* [DATASET RECORDS]

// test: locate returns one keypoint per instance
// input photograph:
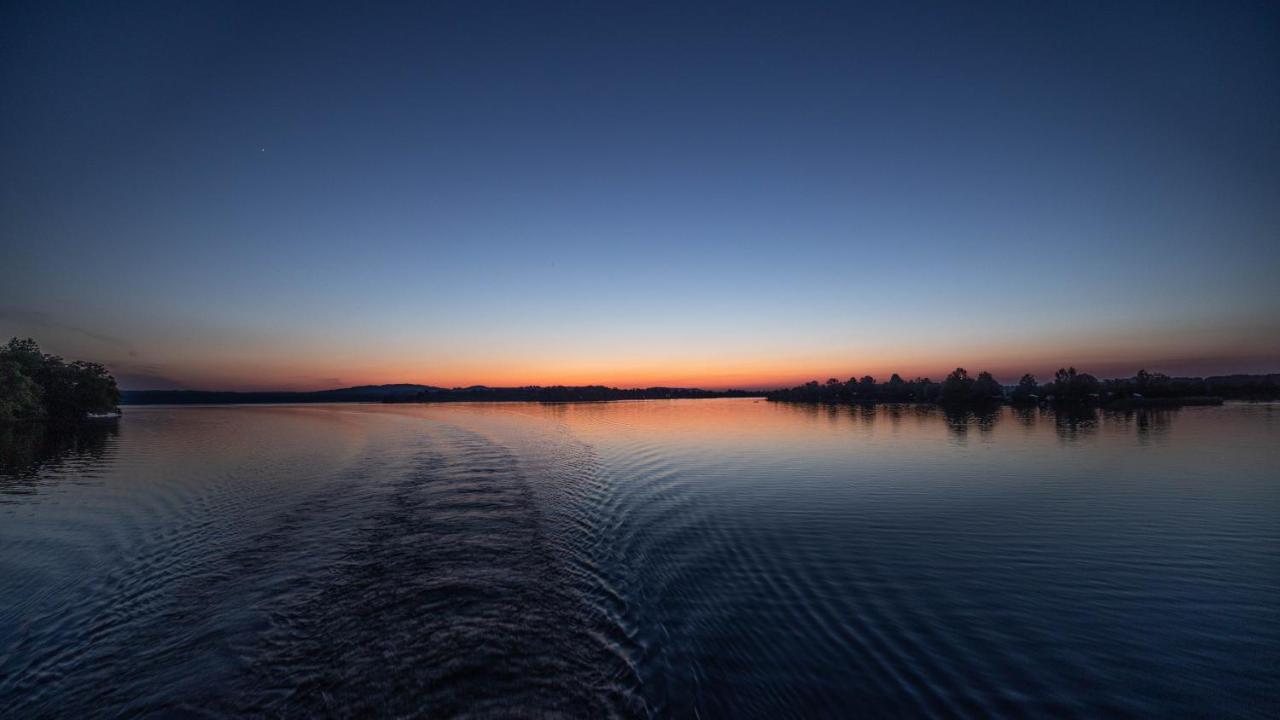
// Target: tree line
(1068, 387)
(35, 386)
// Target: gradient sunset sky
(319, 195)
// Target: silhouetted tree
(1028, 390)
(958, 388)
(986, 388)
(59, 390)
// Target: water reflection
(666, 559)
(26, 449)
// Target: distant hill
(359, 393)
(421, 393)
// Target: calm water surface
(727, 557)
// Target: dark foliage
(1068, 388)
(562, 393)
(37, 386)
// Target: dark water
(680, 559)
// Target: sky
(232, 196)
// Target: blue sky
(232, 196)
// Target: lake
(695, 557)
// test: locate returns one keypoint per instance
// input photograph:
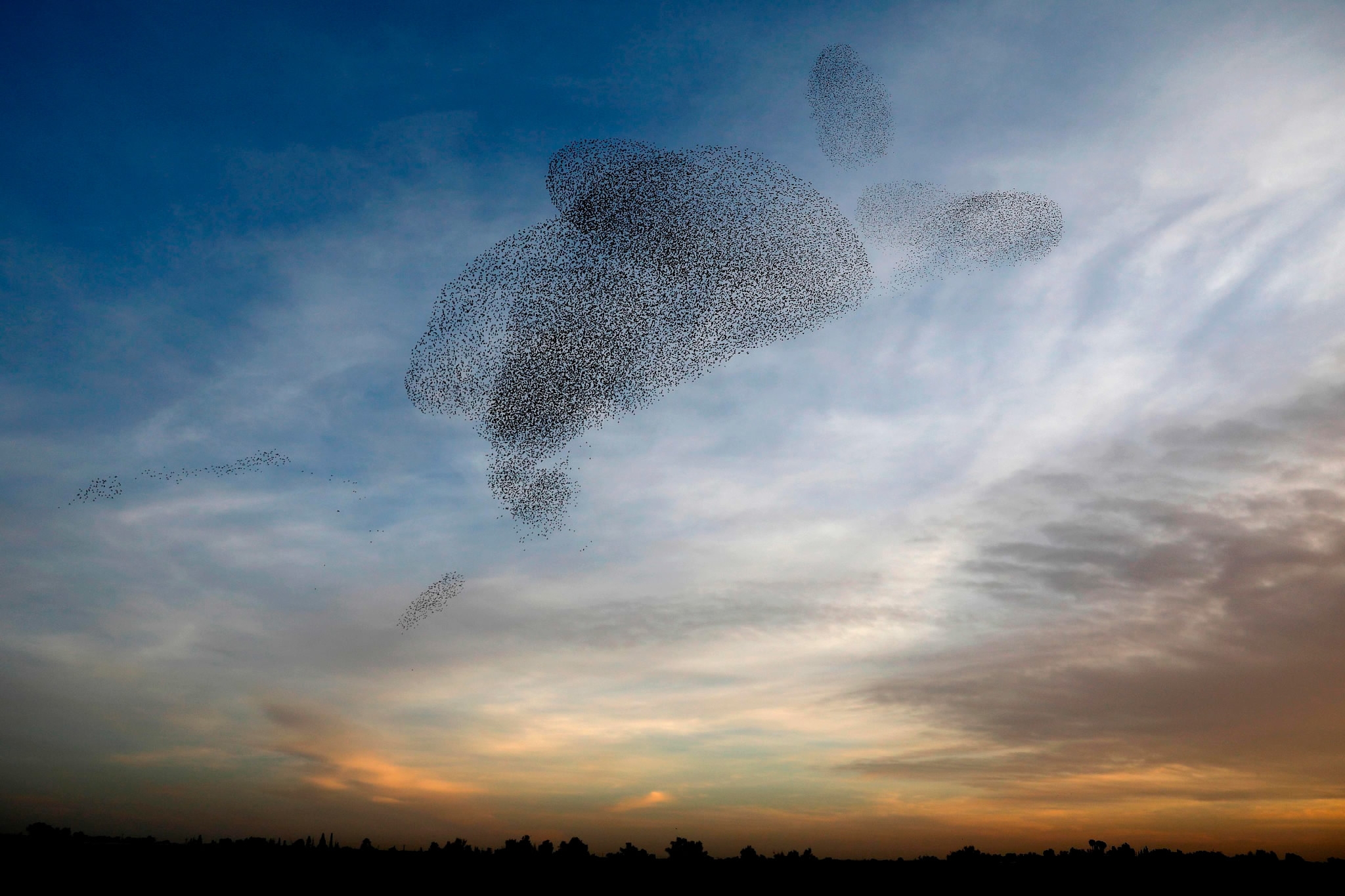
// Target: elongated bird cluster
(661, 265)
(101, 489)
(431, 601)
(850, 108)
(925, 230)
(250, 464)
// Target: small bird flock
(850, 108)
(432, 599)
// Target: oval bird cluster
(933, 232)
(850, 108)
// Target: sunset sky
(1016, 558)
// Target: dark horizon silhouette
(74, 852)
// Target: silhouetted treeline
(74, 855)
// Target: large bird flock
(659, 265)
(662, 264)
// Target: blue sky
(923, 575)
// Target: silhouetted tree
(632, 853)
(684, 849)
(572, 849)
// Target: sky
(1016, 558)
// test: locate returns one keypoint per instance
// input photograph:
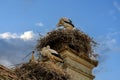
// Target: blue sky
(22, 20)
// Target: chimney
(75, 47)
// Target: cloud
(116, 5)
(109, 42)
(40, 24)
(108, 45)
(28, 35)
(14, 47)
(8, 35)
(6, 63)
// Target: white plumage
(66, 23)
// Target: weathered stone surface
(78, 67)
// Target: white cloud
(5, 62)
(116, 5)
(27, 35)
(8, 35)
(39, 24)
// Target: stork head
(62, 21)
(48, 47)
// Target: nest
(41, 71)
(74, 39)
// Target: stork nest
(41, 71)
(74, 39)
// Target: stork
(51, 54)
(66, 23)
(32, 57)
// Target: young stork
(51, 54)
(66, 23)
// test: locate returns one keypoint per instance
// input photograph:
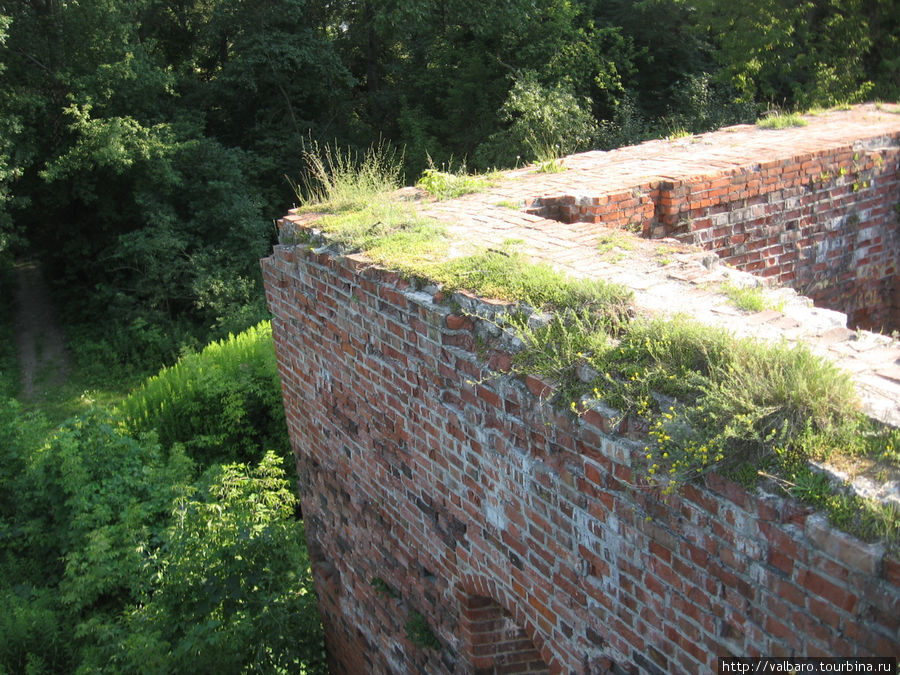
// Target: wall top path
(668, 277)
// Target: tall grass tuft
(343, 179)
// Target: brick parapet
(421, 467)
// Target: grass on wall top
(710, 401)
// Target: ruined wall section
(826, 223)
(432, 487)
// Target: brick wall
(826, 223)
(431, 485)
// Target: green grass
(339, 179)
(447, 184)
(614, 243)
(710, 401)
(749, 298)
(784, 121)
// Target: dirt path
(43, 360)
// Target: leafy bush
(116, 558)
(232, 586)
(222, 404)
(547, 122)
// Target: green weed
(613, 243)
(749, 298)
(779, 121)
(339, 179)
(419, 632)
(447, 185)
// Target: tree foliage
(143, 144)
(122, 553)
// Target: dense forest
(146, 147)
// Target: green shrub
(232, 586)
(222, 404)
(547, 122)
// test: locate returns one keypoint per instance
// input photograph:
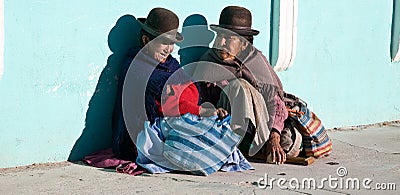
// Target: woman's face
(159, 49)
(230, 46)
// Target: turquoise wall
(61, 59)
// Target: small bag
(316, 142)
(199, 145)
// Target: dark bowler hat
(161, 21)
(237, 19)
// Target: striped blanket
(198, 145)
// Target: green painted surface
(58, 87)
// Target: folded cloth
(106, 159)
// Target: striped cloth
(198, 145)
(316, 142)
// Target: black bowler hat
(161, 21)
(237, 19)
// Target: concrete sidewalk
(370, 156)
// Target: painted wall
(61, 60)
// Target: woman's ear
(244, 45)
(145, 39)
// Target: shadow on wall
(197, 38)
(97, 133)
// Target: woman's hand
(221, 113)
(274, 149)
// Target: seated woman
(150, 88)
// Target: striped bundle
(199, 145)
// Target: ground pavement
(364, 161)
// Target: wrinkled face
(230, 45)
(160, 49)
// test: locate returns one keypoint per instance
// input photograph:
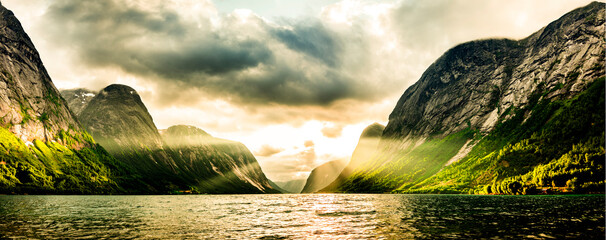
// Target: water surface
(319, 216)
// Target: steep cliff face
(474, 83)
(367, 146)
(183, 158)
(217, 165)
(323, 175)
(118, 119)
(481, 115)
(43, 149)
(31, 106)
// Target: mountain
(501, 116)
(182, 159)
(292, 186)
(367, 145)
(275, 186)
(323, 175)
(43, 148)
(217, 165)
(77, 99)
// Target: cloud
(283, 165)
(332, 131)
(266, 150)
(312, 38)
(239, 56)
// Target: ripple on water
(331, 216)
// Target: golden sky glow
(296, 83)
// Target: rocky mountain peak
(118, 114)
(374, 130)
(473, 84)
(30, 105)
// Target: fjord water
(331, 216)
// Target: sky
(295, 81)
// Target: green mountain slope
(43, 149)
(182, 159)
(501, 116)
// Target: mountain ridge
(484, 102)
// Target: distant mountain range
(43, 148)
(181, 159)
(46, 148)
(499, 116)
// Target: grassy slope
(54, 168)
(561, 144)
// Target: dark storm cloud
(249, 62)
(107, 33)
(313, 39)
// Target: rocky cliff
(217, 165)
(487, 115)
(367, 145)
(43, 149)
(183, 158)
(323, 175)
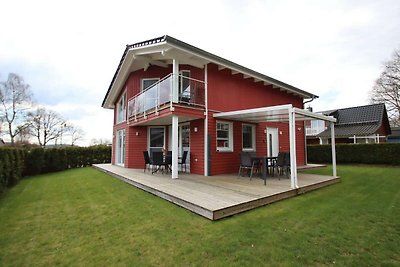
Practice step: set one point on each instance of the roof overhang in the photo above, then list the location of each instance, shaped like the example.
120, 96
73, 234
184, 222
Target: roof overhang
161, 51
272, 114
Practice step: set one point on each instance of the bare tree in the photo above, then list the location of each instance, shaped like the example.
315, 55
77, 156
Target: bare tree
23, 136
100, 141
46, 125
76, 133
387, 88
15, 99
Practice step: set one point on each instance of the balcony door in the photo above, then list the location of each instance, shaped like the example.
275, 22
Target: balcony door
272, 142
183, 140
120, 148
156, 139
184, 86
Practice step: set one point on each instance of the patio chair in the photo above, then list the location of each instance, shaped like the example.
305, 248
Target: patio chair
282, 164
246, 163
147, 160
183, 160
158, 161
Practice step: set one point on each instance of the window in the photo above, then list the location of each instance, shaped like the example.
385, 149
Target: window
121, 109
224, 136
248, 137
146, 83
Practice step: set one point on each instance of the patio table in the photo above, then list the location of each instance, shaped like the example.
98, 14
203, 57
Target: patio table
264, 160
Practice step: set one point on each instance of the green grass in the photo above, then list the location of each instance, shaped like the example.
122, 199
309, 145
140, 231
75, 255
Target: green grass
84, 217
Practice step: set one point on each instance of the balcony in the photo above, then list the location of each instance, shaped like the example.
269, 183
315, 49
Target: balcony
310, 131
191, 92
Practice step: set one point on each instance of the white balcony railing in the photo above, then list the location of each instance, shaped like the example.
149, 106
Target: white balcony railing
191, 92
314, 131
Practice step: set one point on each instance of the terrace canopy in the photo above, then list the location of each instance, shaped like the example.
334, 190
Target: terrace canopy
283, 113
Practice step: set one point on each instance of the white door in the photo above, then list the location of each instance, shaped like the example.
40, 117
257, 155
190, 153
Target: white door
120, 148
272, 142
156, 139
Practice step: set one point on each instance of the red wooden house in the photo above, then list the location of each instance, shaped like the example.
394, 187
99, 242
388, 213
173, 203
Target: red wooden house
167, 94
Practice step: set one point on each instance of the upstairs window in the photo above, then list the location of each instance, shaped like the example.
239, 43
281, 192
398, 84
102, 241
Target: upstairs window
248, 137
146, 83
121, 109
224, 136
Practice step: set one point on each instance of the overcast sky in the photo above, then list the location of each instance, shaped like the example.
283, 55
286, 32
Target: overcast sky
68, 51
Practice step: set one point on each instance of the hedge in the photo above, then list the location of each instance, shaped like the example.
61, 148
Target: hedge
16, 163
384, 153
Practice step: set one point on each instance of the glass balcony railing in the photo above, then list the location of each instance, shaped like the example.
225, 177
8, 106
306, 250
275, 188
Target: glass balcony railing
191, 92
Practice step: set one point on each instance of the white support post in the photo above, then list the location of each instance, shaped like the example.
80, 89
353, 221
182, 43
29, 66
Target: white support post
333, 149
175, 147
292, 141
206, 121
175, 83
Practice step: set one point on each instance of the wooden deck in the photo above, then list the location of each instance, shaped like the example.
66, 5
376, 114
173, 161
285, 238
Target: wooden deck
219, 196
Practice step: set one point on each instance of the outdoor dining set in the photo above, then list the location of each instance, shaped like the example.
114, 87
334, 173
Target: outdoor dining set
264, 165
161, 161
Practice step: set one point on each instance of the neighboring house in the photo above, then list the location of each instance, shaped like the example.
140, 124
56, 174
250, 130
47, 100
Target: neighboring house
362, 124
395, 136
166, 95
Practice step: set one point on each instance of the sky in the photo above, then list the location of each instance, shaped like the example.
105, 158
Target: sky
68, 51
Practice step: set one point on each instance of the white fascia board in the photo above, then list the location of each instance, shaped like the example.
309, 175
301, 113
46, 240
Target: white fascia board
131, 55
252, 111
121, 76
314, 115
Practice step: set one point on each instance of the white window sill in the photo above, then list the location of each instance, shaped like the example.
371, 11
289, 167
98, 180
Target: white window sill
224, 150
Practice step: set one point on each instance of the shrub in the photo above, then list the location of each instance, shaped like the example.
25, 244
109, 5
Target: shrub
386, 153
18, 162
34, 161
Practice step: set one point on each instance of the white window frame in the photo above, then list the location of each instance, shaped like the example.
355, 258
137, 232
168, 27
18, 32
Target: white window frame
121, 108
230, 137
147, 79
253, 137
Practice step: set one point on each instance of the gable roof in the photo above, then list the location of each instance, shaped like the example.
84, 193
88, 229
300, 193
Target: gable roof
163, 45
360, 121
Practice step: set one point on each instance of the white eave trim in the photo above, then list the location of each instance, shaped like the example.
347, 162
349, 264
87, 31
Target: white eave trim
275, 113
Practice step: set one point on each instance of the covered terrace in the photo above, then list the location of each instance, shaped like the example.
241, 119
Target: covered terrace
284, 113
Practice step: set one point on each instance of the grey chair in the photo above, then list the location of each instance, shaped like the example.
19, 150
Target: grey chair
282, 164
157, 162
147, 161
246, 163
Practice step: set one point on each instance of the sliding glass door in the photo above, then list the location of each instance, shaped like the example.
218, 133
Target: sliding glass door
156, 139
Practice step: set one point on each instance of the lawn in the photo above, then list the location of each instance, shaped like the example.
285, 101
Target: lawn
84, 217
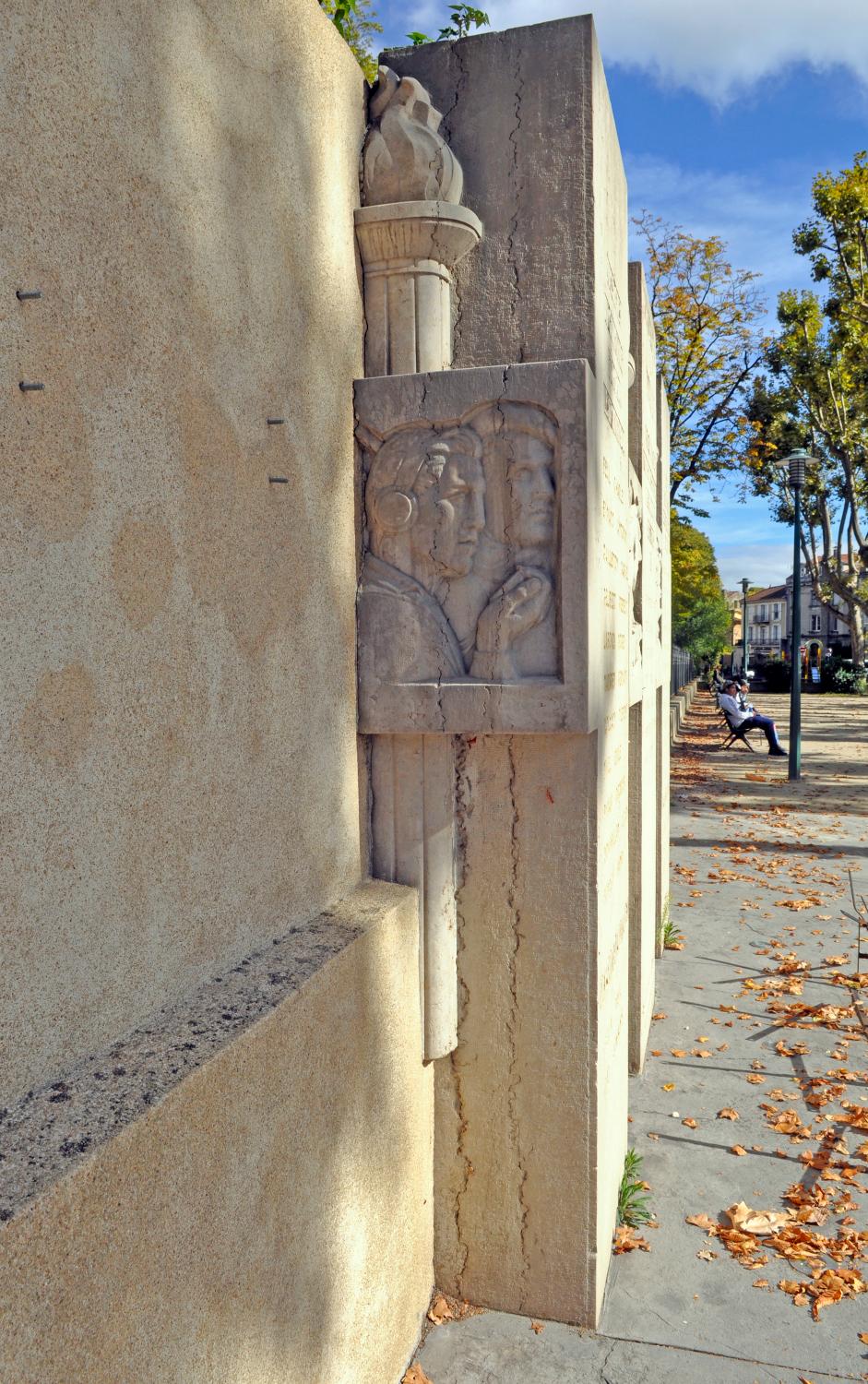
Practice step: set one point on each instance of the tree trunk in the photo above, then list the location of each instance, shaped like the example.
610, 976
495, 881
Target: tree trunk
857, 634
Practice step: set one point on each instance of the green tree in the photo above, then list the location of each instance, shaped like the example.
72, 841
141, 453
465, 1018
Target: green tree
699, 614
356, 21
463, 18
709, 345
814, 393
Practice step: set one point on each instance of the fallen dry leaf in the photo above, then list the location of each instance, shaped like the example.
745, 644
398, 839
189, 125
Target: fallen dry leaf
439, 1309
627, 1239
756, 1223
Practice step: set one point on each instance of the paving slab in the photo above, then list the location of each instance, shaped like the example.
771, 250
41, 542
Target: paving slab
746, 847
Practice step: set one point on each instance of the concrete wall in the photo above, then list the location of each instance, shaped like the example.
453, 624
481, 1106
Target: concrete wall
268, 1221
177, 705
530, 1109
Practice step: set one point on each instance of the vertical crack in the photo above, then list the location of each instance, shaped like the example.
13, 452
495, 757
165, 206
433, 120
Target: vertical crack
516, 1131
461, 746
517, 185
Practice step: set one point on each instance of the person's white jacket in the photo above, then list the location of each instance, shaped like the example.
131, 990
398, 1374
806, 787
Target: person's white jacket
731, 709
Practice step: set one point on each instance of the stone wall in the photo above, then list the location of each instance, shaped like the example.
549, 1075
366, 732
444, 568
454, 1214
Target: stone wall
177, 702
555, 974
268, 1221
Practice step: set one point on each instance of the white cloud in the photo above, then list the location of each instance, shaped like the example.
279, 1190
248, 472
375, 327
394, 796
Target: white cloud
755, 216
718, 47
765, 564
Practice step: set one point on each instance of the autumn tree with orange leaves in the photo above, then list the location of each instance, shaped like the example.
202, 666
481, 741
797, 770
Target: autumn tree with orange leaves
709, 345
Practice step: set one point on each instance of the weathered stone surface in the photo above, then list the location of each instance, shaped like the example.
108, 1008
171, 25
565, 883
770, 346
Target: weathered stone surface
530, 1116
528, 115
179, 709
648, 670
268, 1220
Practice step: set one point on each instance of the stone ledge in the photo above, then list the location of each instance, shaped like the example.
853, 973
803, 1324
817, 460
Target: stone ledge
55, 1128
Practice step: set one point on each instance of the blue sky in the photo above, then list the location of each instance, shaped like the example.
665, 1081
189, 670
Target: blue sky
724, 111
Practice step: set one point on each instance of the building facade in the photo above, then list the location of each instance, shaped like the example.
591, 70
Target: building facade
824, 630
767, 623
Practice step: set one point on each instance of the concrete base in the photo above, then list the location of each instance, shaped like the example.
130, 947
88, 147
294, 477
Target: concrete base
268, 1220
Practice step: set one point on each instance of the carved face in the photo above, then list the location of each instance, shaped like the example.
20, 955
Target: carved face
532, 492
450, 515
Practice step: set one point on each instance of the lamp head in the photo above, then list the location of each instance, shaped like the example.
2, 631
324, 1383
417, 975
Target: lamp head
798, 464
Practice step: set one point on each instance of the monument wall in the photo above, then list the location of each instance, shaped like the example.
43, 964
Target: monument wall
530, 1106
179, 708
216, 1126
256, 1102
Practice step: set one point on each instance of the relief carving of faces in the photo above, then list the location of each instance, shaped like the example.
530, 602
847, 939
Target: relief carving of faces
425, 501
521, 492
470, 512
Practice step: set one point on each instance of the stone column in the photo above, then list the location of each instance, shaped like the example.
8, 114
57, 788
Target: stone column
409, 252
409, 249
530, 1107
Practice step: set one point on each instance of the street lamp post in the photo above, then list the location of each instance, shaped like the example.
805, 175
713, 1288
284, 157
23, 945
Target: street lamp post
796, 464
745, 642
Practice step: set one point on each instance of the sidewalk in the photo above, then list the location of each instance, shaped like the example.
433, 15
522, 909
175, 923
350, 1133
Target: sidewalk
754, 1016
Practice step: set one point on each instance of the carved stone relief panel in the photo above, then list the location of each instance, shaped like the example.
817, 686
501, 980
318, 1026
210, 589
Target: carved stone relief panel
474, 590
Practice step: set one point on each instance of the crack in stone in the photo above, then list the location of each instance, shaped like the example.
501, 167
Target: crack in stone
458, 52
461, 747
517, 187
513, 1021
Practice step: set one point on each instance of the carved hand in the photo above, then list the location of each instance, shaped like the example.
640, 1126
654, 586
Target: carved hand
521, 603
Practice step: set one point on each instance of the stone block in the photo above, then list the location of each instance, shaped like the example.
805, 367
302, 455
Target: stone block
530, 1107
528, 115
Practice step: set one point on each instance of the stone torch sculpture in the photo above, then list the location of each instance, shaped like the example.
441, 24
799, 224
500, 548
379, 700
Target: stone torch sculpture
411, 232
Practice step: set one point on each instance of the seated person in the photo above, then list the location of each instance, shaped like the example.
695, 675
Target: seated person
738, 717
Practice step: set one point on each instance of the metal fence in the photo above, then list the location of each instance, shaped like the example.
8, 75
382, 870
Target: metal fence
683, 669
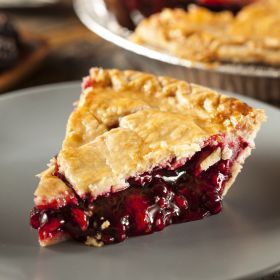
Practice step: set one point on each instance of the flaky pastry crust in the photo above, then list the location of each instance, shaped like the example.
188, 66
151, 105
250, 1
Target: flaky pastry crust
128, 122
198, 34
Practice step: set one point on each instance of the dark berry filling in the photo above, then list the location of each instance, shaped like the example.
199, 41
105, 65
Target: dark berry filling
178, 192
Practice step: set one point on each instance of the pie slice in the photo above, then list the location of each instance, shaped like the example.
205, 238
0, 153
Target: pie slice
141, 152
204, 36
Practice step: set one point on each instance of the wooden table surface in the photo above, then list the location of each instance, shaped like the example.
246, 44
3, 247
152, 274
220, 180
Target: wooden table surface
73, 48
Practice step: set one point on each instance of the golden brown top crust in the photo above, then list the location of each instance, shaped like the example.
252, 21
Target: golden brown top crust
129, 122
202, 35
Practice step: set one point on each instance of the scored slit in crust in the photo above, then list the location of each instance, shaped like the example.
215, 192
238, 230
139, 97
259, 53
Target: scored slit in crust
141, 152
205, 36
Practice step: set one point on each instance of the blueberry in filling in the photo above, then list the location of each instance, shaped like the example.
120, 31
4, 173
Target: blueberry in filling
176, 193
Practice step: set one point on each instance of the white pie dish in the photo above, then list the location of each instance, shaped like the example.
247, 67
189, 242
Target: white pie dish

* [REQUIRED ACTION]
Collect every line above that contains the word "dish".

* [REPLY TO THE TASK]
Practice step: set one point on each instance of the white pie dish in the photo above, then list the location of each instance, shaped like the example.
Target: white pie dish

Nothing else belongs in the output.